* Goal
Could you print every one of the items below word for word, leaving the pictures out of your answer?
===============
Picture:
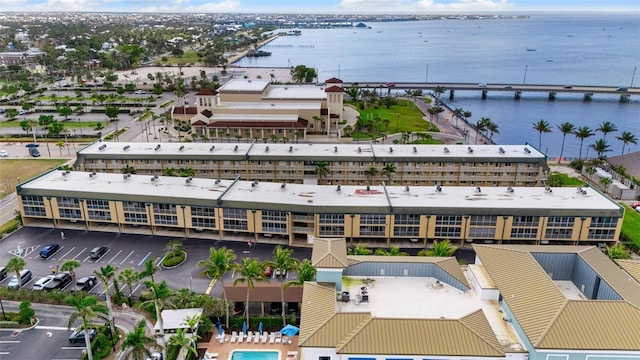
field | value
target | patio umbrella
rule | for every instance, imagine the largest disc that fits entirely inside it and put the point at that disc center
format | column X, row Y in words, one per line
column 289, row 330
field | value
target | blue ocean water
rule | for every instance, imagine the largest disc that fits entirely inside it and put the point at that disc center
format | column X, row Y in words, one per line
column 570, row 48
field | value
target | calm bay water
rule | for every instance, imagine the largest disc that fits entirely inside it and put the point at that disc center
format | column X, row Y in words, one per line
===============
* Result
Picture:
field | value
target | patio umbrella
rule | for every instance, imagine the largest disc that fits entirely inside it and put the point at that disc center
format | column X, row Y in words, one per line
column 289, row 330
field | value
target | blue ocean water
rule | for every instance, imagine the largest disc that fits entirely inside it and put the point at that disc center
format | column X, row Y in words, one per line
column 570, row 48
field | value
target | calm bay water
rule | for every instance, imagine the largest disc that fits entirely inside it and put the point at that disc center
format | column X, row Y in words, one per line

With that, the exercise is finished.